Coordinate annotation records:
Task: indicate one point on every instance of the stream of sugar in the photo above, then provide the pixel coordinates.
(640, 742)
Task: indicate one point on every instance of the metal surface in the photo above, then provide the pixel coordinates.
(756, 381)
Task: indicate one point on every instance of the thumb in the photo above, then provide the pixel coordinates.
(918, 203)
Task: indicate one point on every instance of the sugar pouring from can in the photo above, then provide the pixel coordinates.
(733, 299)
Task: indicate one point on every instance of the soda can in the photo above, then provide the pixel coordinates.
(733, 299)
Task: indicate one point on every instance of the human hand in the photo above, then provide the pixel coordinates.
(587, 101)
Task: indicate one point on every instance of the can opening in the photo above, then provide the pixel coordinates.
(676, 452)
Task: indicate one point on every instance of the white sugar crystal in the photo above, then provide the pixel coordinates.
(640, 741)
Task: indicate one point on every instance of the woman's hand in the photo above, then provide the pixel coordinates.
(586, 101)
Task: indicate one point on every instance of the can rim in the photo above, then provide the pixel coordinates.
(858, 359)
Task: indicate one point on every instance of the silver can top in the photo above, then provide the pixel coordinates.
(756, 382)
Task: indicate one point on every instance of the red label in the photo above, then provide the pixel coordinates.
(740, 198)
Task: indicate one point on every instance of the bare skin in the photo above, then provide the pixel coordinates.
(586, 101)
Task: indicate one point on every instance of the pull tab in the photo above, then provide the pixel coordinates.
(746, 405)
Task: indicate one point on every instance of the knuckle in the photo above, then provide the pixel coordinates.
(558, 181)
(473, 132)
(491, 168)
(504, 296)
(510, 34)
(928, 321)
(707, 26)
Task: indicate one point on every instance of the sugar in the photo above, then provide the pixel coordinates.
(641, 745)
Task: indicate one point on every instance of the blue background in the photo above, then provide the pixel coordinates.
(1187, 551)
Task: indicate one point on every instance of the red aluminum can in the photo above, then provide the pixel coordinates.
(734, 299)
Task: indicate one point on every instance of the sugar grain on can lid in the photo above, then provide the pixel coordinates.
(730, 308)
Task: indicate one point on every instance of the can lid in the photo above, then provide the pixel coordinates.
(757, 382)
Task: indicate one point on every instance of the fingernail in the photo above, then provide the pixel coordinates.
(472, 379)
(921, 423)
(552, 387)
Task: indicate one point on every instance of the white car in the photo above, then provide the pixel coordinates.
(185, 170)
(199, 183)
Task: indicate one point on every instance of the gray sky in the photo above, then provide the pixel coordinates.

_Task to carry out_. Could you reproduce every record above exactly as it appears?

_Worked answer_.
Task: indicate one point on every instance of the stream of sugar in the photo above, then provide the pixel coordinates.
(640, 742)
Task: indicate one point on every instance of the metal surface in the photo above, then provide the pixel coordinates.
(756, 381)
Task: indicate one point on every instance of the thumb in the photo above, then provide the pixel coordinates.
(918, 203)
Task: indicate one point on every instance of the sugar pouring from can in the photo above, then provide the pixel coordinates.
(733, 299)
Task: indicate one point on every instance of the soda can in the photo above, then provide the pixel coordinates.
(733, 299)
Task: indicate one point on every instance of the human hand in the photo above, then provide the pixel coordinates.
(587, 101)
Task: indicate one point on every instance of the can opening in the photo above, then provide the pixel coordinates.
(676, 452)
Task: indicate one point on every instance of the white sugar crystal in the photo above, then provide the pixel coordinates.
(640, 741)
Task: indicate one point on every instance of the woman's hand in the photo above, then provide the pixel coordinates.
(586, 101)
Task: indicate one point on every instance of the can rim in the photo above, then provide the pixel coordinates.
(858, 359)
Task: indicate one point on every instance of the silver can top in the photo above, then provide the pixel coordinates.
(756, 382)
Task: indicate one point on every instance of the red label in the photo above, then provide the pixel coordinates.
(740, 198)
Task: indicate one point on every instance of the bare skin in the photo above, then provide the pixel coordinates.
(586, 101)
Task: indicate one point on every instance of the pull tab in the photo above, then provide the pixel coordinates.
(746, 405)
Task: indicate one point on every instance of the knuckle in the photo above, then provide the pixel coordinates.
(558, 181)
(473, 132)
(491, 168)
(504, 296)
(510, 34)
(928, 321)
(707, 26)
Task: indicate one point on every instance of the sugar in the photo above, then provide the pixel coordinates.
(641, 745)
Task: indicate one point on every instance of the blue background in the photo above, then provide the pixel coordinates.
(1187, 551)
Task: indicate one point on every instance of the red aluminum can in the photo above, then provide the pixel coordinates.
(734, 299)
Task: indicate one point on every instance of the sugar grain on can lid in the photo above, then provide the pixel coordinates.
(730, 308)
Task: indicate one point on every instance of the can lid in the photo above, then provide the pixel coordinates.
(757, 382)
Task: indicate one point on every instance of the fingernail in the photo above, then provide the pixel coordinates.
(472, 379)
(921, 423)
(552, 387)
Task: indicate one point on every instance of the white car in the photo above, then provide the pixel coordinates.
(185, 170)
(199, 183)
Task: indicate one point on every instance of the gray sky in the photo above, then provide the pixel coordinates.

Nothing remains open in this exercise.